## [TEXTE DE LA PAGE]
==========

Texte: Knut Schwander Photos: Valentin Flauraud / VFPIX.COM
Jérôme est une star. On s’était habitué à le retrouver partout. À la télévision, à la radio, dans les magazines, à la Fête des vignerons et, bien entendu, à l’Auberge de l’Onde, à Saint-Saphorin. C’est là que Jérôme Aké Béda, notre «Sommelier de l’année» 2015, se querellait autrefois avec Pierre Keller, virevoltait au quotidien avec des bouteilles introuvables ailleurs et déclamait son amour inconditionnel du chasselas. Mais pourquoi vous raconter tout ça au passé? Parce qu’il y a quelques jours, après la parution du GaultMillau 2024 où l’historique auberge maintient ses 15 points, tous les habitués ont vu sur les réseaux sociaux des images de l'équipe de L’Onde… sans Jérôme Aké Béda. Comme l'hebdomadaire Lausanne-Cités, tout le monde s’est donc immédiatement demandé ce qu’il se passait.
Bruits et chuchotements. Depuis 2021, après le décès de maître Georges Müller, le propriétaire qui avait fait revivre l’auberge, tout le monde se demandait ce qu’il adviendrait de ce lieu emblématique du pays de Vaud. La famille Müller a néanmoins choisi de poursuivre l’aventure en confiant le projet à Christian Marich: «Il fallait mettre en place une gestion plus pointue, adaptée aux nouvelles normes. C’est pourquoi j’ai proposé une direction administrative», explique l’ancien directeur du Beau-Rivage Palace et membre du conseil d’administration de plusieurs structures hôtelières.
Nouvelle directrice. Christian Marich a donc engagé Romina Ferelli. A 48 ans, cette enfant de Saint-Saphorin où son père était vigneron, a toutes les cartes en mains pour coller au poste: deux fois 1ère du canton à l'issue de ses apprentissages de cuisine, puis de service, elle a aussi passé par l’Ecole Hôtelière de Lausanne. Après plusieurs années à l’étranger comme directrice opérationnelle des cliniques esthétiques Matignon, elle a justement choisi de revenir à l’hôtellerie en janvier passé. Le chemin semblait donc tout tracé.

==========

## [DONNÉES FOURNIES]

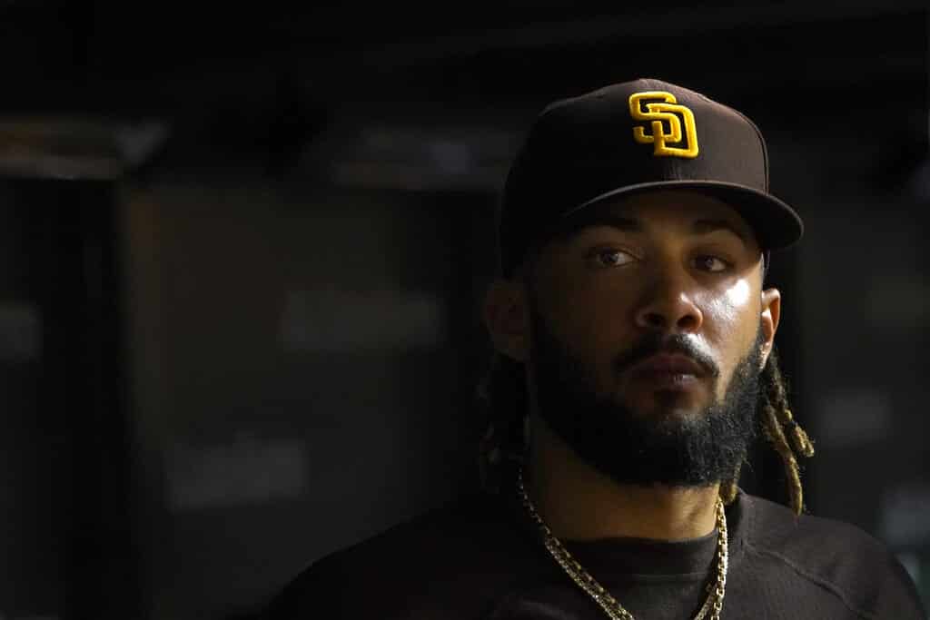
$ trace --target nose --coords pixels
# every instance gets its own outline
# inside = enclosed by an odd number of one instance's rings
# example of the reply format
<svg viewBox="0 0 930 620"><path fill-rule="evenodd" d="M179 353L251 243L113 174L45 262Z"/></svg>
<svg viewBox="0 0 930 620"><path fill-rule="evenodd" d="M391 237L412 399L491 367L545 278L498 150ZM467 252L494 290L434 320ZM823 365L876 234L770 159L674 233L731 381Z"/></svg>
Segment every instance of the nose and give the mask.
<svg viewBox="0 0 930 620"><path fill-rule="evenodd" d="M685 274L658 274L644 292L636 310L637 326L650 331L694 334L700 330L704 314L688 290Z"/></svg>

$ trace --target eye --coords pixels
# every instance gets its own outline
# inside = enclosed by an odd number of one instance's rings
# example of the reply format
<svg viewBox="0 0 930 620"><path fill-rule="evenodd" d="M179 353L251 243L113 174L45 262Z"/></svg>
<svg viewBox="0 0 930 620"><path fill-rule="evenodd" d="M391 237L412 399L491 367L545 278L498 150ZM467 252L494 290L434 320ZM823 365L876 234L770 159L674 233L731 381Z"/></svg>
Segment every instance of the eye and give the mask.
<svg viewBox="0 0 930 620"><path fill-rule="evenodd" d="M593 250L590 258L597 267L622 267L633 261L632 255L614 248Z"/></svg>
<svg viewBox="0 0 930 620"><path fill-rule="evenodd" d="M724 260L720 257L712 255L696 257L694 258L694 265L702 271L710 271L711 273L726 271L733 266L730 261Z"/></svg>

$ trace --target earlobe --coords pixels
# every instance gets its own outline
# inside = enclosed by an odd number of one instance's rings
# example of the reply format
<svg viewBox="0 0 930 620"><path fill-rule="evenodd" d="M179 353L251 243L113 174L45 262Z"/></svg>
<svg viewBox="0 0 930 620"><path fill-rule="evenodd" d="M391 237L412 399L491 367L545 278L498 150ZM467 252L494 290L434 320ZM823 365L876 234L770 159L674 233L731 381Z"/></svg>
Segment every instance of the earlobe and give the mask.
<svg viewBox="0 0 930 620"><path fill-rule="evenodd" d="M778 320L781 318L781 293L777 288L769 288L762 292L762 314L760 317L762 329L762 365L765 365L768 355L775 344L775 333L778 331Z"/></svg>
<svg viewBox="0 0 930 620"><path fill-rule="evenodd" d="M524 287L509 280L495 281L485 297L485 325L495 350L516 362L528 356L529 321Z"/></svg>

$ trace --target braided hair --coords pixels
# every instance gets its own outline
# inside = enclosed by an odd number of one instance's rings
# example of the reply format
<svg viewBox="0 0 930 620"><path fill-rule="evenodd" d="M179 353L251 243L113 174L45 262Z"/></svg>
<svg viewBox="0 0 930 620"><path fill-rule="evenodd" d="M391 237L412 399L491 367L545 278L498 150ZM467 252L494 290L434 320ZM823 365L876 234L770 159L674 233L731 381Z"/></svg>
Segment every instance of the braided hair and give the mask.
<svg viewBox="0 0 930 620"><path fill-rule="evenodd" d="M813 456L814 444L789 407L788 387L774 349L760 375L759 387L763 432L781 459L790 508L795 515L800 515L804 510L804 489L798 458ZM496 355L485 381L479 386L478 399L487 424L478 450L482 486L498 492L508 479L508 472L524 461L527 450L524 365L503 355ZM742 462L732 477L722 481L720 495L726 504L736 498Z"/></svg>

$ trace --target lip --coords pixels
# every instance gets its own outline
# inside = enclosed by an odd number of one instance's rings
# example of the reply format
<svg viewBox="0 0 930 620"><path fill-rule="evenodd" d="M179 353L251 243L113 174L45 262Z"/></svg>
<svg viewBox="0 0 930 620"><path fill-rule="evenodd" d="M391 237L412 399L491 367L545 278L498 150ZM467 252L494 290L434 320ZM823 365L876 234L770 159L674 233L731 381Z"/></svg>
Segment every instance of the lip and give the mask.
<svg viewBox="0 0 930 620"><path fill-rule="evenodd" d="M657 353L637 363L632 370L636 375L655 377L700 378L705 375L700 364L680 353Z"/></svg>

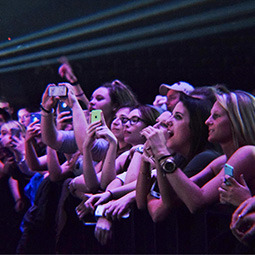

==========

## [CONSIGNE]
Reprenez l'article sur Jérôme Aké Béda et l'Auberge de l'Onde à la suite de la phrase « Le chemin semblait donc tout tracé. » Les entrées forment un matériau à part, distinct de l'article.

## [RÉSULTAT]
Congé payé. Lorsqu’elle arrive à Saint-Saphorin, début septembre, Jérôme Aké Béda n’y est pas: «On m’a demandé de me mettre en congé payé pour ne pas gêner la prise de fonction de la nouvelle directrice», explique le sommelier. Alors elle s’est mise au travail: «On ne change pas une équipe qui gagne: cette auberge n’est rien sans ses dix collaborateurs. Mais pour mieux développer son potentiel, il faut une organisation plus structurée et une communication moins portée exclusivement sur le vin».
Moins de vin, moins de sommelier. Moins de vin… voilà un changement de paradigme pour les habitués et pour le sommelier de la maison même s’il est titulaire d’un brevet et d’une maîtrise fédérale de chef en restauration: «Jérôme est un sommelier fantastique. Mais dès lors que les tâches de direction sont désormais en d’autres mains, je lui ai proposé de réduire son pourcentage, tout en développant une activité de commerce de vins, explique Christian Marich. Mais il est à présent en arrêt maladie». Jérôme Aké Béda nous a en effet confirmé qu’il préfère attendre son retour pour faire le point.
Disparu des photos et des cartes. Aux yeux de Romina Ferelli, cette auberge ne doit surtout pas être celle d’une seule personne, mais d’une équipe: «Je ne veux pas être sur le devant de la scène, il faut que ce restaurant tourne avec ou sans moi». En attendant, c’est sans Jérôme. Et l’on peut quand même se demander s’il y avait vraiment urgence à remplacer toutes les photos et à supprimer toute référence au sommelier en charge de l’auberge depuis 18 ans, avant même de savoir de quoi l’avenir serait fait.